Belge Bölümü:
HRDERGİ: İK’nın geleceğine ilişkin beklentileriniz neler?

R.C:
Ben, İnsan Kaynakları ve organizasyon çalışmalarının tüm organizasyonların başarısında hiç kuşkusuz çok önemli bir konu olacağına inanıyorum. Buradaki soru ise, tepe yöneticilerin bu çok önemli sorular konusunda yardım istemek için İK departmanlarına yönelip yönelmeyeceğidir. İK profesyonelleri yukarıda anlattığımız şekilde ortaklık etmeyi öğrendiği derecede, katkıda bulunmaya davet edilecektir. Eğer bu yüksek beklenti seviyesine adım atmazlarsa, organizasyonun yönetim destek etkinlikleriyle sınırlı kalmaya mahkum olacaklardır. Bu yönetimsel konuların iyi bir biçimde ele alınması elbette önemlidir, ancak organizasyonun başarısı için kaldıraç görevi görmedikleri de açıktır.

Ben İK departmanlarının geleceğinden umutluyum. Gerçekten önemli ilerlemelerin kaydedildiğini görüyor, giderek daha çok liderin gerçek farklar yaratmaya başladığını gözlemliyorum. Bana göre bu trend devam edecek.

HRDERGİ: İK yöneticilerine, yol haritasının organizasyonlarında nasıl uygulanabileceğine yönelik önerileriniz var mı?

R.C:
Aslında kitabımın tamamı bu soruyu yanıtlamak için tasarlandı. Yine de iki önemli noktaya açıklık getirmek istiyorum:

Unutmayın, kimse bu süreci tamamen tamamlayamadı. İçinde bulunduğumuz alan temel bir değişimden geçiyor. Ve siz bu konuda nihai tanıma ulaşılmasına yardımcı olabilirsiniz. En iyi değerlendirme yöntemlerini kullanmak ve işe girişmekten korkmayın. Öğrenmekten asla vazgeçmeyin.

Alıştırma Gereklilikleri:
**A.** Röportaja göre İK profesyonelleri yüksek beklenti seviyesine adım atmazlarsa neyle sınırlı kalmaya mahkum olacaklar?
**B.** Şu ifadeler röportajla örtüşüyor mu? (i) R.C., İK departmanlarının geleceği konusunda umutsuzdur. (ii) R.C.'nin kitabının tamamı, yol haritasının organizasyonlarda nasıl uygulanabileceği sorusunu yanıtlamak için tasarlanmıştır. (iii) Bazı organizasyonlar bu süreci tamamen tamamlamıştır. Her biri için evet ya da hayır deyin ve belirleyici sözleri röportajdan aynen alıntılayın.
**C.** Röportajdaki metni "Ben İK departmanlarının" sözcüklerinden başlayıp "trend devam edecek." sözcükleri de dahil olmak üzere olduğu gibi yeniden yazın.

Ham Kayıtlar:
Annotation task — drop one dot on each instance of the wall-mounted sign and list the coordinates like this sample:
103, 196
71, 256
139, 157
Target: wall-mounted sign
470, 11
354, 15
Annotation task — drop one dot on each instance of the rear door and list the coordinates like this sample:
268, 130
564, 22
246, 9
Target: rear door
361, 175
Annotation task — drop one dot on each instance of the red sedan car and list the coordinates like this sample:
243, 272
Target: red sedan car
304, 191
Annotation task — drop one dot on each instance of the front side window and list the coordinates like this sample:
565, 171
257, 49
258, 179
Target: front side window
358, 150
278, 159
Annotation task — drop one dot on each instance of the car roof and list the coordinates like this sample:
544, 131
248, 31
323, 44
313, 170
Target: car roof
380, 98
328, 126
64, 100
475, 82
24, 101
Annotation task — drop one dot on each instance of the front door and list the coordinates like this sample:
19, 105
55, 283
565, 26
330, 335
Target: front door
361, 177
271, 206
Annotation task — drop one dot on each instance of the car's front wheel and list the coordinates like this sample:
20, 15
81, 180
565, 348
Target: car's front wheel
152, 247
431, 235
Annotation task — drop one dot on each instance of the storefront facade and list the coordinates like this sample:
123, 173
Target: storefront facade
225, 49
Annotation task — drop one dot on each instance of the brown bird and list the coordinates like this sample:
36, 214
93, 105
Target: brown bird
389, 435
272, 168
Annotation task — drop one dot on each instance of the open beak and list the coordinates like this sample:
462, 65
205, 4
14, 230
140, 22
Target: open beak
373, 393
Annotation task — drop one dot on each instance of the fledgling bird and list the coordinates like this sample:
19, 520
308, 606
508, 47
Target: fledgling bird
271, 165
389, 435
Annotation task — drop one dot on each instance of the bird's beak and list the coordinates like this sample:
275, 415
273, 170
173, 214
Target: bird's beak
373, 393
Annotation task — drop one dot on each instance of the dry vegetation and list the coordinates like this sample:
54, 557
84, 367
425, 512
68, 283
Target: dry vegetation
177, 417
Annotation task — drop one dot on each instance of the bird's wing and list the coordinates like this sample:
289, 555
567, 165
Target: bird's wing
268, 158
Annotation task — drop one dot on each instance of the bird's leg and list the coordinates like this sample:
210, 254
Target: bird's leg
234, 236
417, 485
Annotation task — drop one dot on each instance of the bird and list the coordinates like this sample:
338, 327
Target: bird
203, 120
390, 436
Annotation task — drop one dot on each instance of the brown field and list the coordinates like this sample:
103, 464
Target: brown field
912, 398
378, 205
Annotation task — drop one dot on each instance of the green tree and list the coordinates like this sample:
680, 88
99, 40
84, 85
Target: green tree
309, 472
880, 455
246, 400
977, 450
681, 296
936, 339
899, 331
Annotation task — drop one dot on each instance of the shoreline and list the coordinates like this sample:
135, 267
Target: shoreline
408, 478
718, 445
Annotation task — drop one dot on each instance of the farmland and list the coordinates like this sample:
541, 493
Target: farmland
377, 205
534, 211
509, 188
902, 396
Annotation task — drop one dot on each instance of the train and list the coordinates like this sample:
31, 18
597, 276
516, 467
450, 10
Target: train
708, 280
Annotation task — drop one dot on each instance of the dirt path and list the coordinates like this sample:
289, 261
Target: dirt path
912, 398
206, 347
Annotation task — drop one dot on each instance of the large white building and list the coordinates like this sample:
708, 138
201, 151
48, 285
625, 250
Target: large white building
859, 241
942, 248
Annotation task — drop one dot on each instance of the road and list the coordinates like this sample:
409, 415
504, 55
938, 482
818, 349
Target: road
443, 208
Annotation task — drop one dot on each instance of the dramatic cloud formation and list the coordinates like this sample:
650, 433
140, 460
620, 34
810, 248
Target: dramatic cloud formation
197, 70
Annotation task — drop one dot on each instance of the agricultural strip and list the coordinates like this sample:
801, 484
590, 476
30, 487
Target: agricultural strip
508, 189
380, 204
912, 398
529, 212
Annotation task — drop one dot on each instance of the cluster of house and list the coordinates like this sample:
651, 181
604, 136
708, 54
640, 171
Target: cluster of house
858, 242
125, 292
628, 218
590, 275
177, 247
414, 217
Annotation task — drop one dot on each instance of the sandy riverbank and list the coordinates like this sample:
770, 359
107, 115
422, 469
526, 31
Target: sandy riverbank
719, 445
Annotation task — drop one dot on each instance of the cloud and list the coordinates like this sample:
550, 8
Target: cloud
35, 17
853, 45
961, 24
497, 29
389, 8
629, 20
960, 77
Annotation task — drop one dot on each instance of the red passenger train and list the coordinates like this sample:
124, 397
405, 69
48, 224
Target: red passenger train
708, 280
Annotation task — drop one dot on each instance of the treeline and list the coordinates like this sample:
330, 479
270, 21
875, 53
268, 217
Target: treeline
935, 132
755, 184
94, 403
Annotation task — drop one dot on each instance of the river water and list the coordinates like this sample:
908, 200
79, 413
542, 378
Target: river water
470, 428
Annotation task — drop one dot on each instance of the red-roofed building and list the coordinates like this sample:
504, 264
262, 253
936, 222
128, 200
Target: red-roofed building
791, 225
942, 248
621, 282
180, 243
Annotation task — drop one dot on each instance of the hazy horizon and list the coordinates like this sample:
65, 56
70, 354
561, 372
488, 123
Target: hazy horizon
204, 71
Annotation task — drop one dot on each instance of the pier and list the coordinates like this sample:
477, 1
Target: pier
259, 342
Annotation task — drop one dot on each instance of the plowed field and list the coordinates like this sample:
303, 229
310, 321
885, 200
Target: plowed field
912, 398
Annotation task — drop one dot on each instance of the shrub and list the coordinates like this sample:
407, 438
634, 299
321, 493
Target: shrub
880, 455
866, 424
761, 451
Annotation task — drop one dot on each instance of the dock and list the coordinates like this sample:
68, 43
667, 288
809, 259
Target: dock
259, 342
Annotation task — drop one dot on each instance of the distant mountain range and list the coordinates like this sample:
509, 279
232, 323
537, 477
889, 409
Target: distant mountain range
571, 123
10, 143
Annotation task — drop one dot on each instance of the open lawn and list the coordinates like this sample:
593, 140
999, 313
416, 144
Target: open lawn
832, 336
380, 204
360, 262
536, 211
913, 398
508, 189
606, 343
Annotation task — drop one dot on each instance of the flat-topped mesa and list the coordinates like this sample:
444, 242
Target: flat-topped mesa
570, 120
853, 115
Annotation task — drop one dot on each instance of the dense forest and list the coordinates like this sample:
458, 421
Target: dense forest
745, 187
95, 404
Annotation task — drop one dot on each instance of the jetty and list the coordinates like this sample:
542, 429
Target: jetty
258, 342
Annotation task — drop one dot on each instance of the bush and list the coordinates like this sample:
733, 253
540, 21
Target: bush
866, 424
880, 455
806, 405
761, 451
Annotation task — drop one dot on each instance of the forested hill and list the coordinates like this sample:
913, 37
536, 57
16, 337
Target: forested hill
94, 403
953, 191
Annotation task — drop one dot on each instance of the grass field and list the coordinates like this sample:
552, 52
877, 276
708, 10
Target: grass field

Sıralı Sonuçlar:
**A.** Organizasyonun yönetim destek etkinlikleriyle sınırlı kalmaya mahkum olacaklar.

**B.**
(i) Hayır: "Ben İK departmanlarının geleceğinden umutluyum."
(ii) Evet: "Aslında kitabımın tamamı bu soruyu yanıtlamak için tasarlandı."
(iii) Hayır: "Unutmayın, kimse bu süreci tamamen tamamlayamadı."

**C.**
Ben İK departmanlarının geleceğinden umutluyum. Gerçekten önemli ilerlemelerin kaydedildiğini görüyor, giderek daha çok liderin gerçek farklar yaratmaya başladığını gözlemliyorum. Bana göre bu trend devam edecek.